PROBLEM ▸
Reproduce only the lines starting with the one containing "supposedly the granola" and going on through the end of the records, requests included. Shift every bounding-box coordinate in the answers up by 142, and leave the requests and their format samples unchanged.

PROVIDED ENTRIES ▸
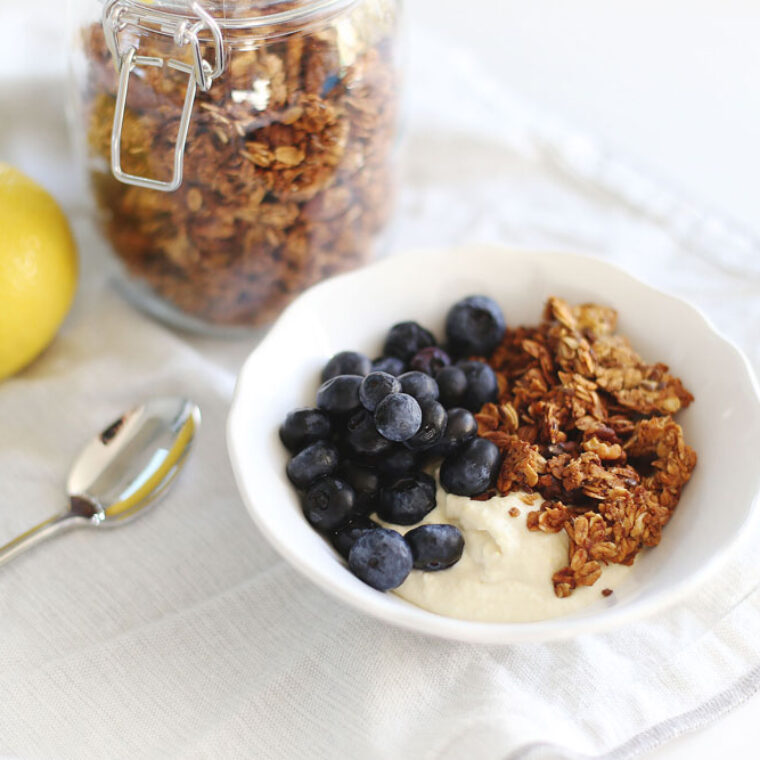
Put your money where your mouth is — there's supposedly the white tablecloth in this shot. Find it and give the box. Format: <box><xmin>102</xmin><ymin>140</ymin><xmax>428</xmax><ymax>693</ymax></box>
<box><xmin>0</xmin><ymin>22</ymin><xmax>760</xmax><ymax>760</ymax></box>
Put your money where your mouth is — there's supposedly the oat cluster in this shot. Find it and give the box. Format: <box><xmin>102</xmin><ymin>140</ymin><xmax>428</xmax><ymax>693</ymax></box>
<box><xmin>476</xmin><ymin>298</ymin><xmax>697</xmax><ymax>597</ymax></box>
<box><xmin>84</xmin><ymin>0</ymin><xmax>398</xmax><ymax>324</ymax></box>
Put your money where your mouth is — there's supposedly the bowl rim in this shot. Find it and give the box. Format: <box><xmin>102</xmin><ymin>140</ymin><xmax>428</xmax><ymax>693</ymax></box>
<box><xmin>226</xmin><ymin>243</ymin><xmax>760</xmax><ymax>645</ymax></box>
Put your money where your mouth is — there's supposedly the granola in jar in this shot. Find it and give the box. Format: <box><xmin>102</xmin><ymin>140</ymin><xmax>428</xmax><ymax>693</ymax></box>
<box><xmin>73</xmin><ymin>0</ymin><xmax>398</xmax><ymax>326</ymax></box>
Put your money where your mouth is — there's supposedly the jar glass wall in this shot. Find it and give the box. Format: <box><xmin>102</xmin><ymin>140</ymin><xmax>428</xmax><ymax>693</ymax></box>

EXERCISE RESPONSE ▸
Put your money where your mouth is — there's supposedly the granola in jar in this shot. Find it and give the box. Format: <box><xmin>102</xmin><ymin>140</ymin><xmax>428</xmax><ymax>693</ymax></box>
<box><xmin>215</xmin><ymin>142</ymin><xmax>540</xmax><ymax>468</ymax></box>
Put your money where your mouth is — there's supposedly the jar glass wall in this shot. Find it and give the box. Format: <box><xmin>102</xmin><ymin>140</ymin><xmax>428</xmax><ymax>693</ymax></box>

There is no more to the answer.